*** Begin section ***

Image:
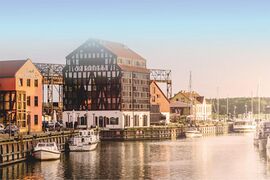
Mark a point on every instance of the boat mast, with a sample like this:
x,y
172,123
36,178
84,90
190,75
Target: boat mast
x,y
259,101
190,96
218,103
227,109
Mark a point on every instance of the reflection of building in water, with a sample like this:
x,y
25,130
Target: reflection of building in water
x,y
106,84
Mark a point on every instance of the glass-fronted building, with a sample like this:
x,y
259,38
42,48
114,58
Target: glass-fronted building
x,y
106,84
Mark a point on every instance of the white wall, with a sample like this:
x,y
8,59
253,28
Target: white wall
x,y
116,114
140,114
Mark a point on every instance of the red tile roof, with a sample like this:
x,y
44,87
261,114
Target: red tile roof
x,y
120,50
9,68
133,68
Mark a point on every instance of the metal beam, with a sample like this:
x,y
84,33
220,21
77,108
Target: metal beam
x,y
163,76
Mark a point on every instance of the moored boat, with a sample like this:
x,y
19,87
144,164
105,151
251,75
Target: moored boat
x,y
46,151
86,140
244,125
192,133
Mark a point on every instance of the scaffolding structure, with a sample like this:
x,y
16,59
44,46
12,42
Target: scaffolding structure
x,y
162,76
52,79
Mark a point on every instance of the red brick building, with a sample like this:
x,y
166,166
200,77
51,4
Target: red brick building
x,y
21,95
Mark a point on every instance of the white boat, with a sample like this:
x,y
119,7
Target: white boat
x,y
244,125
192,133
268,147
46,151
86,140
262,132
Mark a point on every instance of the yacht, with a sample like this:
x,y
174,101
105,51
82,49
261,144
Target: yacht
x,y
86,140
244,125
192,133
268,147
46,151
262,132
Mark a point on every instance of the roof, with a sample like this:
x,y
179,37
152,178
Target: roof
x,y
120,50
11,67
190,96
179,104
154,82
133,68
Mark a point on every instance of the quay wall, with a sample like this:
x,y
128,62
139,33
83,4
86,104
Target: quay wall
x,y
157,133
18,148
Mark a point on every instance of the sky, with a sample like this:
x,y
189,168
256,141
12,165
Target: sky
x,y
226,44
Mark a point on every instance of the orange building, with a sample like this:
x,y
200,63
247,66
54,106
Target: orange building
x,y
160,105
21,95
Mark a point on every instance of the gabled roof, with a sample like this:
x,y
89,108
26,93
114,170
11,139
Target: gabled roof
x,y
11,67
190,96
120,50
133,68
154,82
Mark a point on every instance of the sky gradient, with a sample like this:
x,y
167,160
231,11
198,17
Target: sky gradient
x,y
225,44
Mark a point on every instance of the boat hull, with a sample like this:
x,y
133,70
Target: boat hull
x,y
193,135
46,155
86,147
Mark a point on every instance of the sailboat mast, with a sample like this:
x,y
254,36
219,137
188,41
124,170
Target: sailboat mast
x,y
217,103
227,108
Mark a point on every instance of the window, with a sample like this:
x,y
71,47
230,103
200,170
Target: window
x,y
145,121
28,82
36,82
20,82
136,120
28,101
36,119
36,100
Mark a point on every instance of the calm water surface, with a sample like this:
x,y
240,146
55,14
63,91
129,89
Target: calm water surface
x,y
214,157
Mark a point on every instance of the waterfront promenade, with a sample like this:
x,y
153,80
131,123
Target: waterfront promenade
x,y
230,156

*** End section ***

Repeat the data exactly in full, omitting its pictures.

Image:
Mark a point on every instance of the boat mast, with a sample like this:
x,y
172,123
36,178
84,90
190,75
Target: boat mast
x,y
259,101
190,96
218,103
227,109
Mark a point on every instance of the reflection of building in water, with a sample like this:
x,y
25,130
Target: reflection of building in water
x,y
106,84
Mark a point on every instance of the glass-fronted building, with a sample like this:
x,y
259,38
42,48
114,58
Target: glass-fronted building
x,y
106,84
Mark a point on every instance of the white wall, with a sample like this:
x,y
8,59
253,28
Target: white wall
x,y
116,114
140,114
Mark a point on every instance of the red tile roof, with a sample like this:
x,y
44,87
261,114
Target: red tile roof
x,y
120,50
9,68
133,68
Mark a point on every instance of the metal beam, with a sample like this:
x,y
84,33
220,21
77,108
Target: metal beam
x,y
163,76
Mark a point on every instance of the moored boat, with a sample like this:
x,y
19,87
144,164
105,151
251,75
Target: moored boat
x,y
46,151
86,140
244,125
192,133
Mark a point on every instance of the scaffolding structure, with a sample like this:
x,y
16,59
44,46
12,42
Target: scaffolding structure
x,y
162,76
52,79
Mark a point on every instance of the red brick building, with a sample like this:
x,y
166,166
200,77
51,4
Target: red brick building
x,y
21,95
Mark a point on every instance of the white boat, with a sample like this:
x,y
119,7
Target: white boat
x,y
244,125
192,133
268,147
46,151
86,140
262,132
Mark a point on every instance of the yacht, with a sample like this:
x,y
174,101
105,51
82,49
261,144
Target: yacht
x,y
86,140
244,125
192,133
268,147
46,151
262,132
Mark a point on every instance of the roof, with a sample like this:
x,y
179,37
152,178
Target: roof
x,y
120,50
11,67
190,96
179,104
154,82
133,68
Mark a point on every instance of the quay wall, with a sample like this:
x,y
128,62
139,33
83,4
86,104
Target: quay wall
x,y
157,133
18,148
Mark a point on every instance of the sky, with a sample like this:
x,y
189,168
256,141
12,165
Target: sky
x,y
226,44
Mark a point on every instance of the orange building, with a sample like this:
x,y
200,63
247,66
54,106
Target: orange building
x,y
160,105
21,95
Mark a point on every instance of the gabled roof, with a sample like this:
x,y
89,108
26,93
114,170
11,139
Target: gabled roof
x,y
11,67
190,96
120,50
133,68
154,82
Mark a point on every instance of the sky gradient, with a sample like this:
x,y
167,160
231,11
198,17
Target: sky gradient
x,y
225,44
Mark a point on every instance of the boat hull, with a sample like this:
x,y
133,70
Target: boat hull
x,y
193,135
46,155
86,147
Mark a point on every instance of the sailboat mast, with a sample like this:
x,y
254,36
219,137
188,41
124,170
Target: sailboat mast
x,y
217,103
227,108
Mark a point on every instance of the window, with a sample like this:
x,y
71,47
230,103
200,170
Target: window
x,y
145,121
28,82
36,82
20,82
136,120
28,101
36,119
36,100
Mark a point on every instance of the calm water surface, with a sample like this:
x,y
240,146
55,14
63,91
129,89
Target: calm water surface
x,y
214,157
Mark a point on every instance of the waterfront promenade, with a sample like this:
x,y
153,80
131,123
Target: waterfront promenade
x,y
230,156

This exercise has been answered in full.